Texte fourni:
______________________________
La procédure est contradictoire.

Il est fait application de l'article 24 de la loi du 15 juin 1935 sur l'emploi des langues.

III. Faits et antécédents de la procédure

1. Au cours des années 1995 et 1996, la Société régionale d'Investissement de Bruxelles, également dénommée la S.R.I.B., acquiert des participations dans le capital de la SA Candyplast.

En novembre 1995, notamment, elle souscrit à la totalité des obligations émises par Candyplast dans le cadre d'un emprunt obligataire d'un montant de 30.009.622 FB. Les obligations sont convertibles en actions.

2. Le 7 février 1997, la Banque Nagelmackers 1747, devenue Delta Lloyd Bank et ci-après dénommée “la banque”, consent à Candyplast un crédit hypothécaire de 15.000.000 FB.

3. Le 18 avril 1997, la S.R.I.B. adresse à la banque un courrier relatif à l'avance de trésorerie complémentaire en faveur de la SA Candyplast dix millions de FB remboursables au plus tard le 30 septembre 1997.
______________________________
Matériel fourni:
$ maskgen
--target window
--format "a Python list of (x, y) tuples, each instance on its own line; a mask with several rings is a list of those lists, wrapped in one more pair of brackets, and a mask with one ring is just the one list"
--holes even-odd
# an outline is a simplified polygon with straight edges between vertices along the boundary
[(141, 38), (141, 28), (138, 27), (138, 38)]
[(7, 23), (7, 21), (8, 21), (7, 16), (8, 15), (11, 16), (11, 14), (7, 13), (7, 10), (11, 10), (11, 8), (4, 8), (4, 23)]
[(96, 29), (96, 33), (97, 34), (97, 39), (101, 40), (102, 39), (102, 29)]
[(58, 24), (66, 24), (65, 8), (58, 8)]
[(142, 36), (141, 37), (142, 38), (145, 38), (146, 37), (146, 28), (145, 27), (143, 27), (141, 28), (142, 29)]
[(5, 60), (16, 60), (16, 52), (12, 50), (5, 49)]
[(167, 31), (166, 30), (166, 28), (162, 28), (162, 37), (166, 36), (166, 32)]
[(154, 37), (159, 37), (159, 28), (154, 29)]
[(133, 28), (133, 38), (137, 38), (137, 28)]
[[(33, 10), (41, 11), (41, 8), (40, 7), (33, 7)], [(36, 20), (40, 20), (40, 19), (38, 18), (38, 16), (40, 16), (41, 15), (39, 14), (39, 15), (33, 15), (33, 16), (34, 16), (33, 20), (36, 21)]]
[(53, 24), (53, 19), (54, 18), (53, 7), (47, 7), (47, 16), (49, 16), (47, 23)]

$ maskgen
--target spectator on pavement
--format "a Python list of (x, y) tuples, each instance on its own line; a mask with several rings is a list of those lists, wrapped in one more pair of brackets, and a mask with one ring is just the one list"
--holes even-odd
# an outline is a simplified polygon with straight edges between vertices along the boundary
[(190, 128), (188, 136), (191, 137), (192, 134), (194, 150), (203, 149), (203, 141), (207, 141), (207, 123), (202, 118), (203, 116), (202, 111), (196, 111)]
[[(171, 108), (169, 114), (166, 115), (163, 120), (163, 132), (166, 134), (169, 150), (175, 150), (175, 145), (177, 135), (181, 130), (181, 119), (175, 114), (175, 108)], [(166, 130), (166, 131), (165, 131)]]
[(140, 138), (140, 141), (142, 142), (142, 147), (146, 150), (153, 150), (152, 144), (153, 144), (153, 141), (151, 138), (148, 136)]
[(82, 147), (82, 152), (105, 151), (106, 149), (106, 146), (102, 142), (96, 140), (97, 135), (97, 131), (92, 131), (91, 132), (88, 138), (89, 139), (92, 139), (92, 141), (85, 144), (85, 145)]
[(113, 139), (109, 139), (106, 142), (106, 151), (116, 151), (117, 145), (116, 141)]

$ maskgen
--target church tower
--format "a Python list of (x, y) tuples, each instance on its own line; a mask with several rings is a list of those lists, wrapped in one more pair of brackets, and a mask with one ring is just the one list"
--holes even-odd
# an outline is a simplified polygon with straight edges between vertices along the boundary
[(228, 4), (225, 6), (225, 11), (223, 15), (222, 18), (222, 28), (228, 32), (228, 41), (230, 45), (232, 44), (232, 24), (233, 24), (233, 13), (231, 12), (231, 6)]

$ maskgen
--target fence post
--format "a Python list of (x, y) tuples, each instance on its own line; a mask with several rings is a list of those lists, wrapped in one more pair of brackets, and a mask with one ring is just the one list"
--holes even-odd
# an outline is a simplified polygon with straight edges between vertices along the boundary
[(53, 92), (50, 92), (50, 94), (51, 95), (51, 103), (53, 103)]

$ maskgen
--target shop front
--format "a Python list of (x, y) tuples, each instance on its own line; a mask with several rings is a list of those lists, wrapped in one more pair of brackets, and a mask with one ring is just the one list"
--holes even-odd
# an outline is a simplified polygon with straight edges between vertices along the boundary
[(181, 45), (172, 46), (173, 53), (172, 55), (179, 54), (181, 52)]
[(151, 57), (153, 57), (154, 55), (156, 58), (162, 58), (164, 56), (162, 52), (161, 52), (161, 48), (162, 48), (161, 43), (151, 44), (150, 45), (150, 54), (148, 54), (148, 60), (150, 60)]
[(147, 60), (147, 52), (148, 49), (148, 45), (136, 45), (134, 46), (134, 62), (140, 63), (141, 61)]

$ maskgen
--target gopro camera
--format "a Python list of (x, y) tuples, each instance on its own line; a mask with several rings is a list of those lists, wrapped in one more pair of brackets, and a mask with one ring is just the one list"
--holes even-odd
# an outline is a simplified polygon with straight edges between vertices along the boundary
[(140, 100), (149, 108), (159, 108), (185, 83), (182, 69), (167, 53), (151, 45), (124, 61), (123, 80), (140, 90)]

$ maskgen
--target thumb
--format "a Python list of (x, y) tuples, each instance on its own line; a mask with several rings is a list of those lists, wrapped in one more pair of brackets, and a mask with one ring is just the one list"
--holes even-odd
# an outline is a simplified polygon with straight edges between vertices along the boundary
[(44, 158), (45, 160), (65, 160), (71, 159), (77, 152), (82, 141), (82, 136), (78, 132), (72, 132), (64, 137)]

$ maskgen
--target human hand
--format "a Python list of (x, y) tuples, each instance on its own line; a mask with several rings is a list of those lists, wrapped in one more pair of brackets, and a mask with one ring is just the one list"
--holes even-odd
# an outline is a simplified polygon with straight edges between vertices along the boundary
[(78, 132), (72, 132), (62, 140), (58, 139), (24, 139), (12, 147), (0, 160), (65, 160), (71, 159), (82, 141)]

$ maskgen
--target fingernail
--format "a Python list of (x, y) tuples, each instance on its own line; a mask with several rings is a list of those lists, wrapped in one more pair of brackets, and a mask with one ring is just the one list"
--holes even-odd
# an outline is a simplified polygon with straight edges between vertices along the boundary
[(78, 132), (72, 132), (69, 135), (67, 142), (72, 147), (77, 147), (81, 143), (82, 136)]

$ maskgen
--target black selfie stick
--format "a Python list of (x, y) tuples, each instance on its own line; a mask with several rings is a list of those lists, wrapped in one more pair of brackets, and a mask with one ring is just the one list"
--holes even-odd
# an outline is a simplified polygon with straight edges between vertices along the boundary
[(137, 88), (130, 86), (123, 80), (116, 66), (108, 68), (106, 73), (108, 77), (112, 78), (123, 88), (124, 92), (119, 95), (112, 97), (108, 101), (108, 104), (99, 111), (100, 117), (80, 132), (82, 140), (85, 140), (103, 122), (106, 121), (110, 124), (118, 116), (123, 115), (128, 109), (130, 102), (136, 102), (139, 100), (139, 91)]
______________________________
Consigne: Reprenez le texte sur l'affaire Candyplast après sa dernière phrase. Les entrées n'ont aucun lien avec le texte sur l'affaire Candyplast.

Réponse:
Cette lettre énonce que:

“Bien que n'ayant pas pour coutume de conforter par écrit notre parole sur la poursuite de nos engagements, notre intérêt et la confiance que nous portons dans certains dossiers et à l'égard de certaines personnes, nous vous prions de trouver ci-dessous les confirmations que vous souhaitez.

Nous vous confirmons donc que notre politique est de maintenir notre soutien envers la SA Candyplast, dont nous sommes actuellement majoritaires, d'éventuellement augmenter notre contribution en fonction des développements positifs observés et que nous nous assurons à ce titre qu'aucun établissement prêteur n'encourt de perte à la suite de relations d'affaires avec celle-ci.

Cette politique sera suivie à votre égard quant à la ligne de crédit complémentaire que vous lui avez accordée.

Il est par ailleurs dans notre intention de maintenir notre contrôle et notre participation dans le capital de cette société, à laquelle vous avez accordé cette nouvelle avance.

Par la présente, nous nous engageons à vous tenir informés tant qu'une quelconque somme relative au crédit mentionné ci-dessus sera due ou exigible si nous décidions ou étions amenés à vendre tout ou partie de notre participation.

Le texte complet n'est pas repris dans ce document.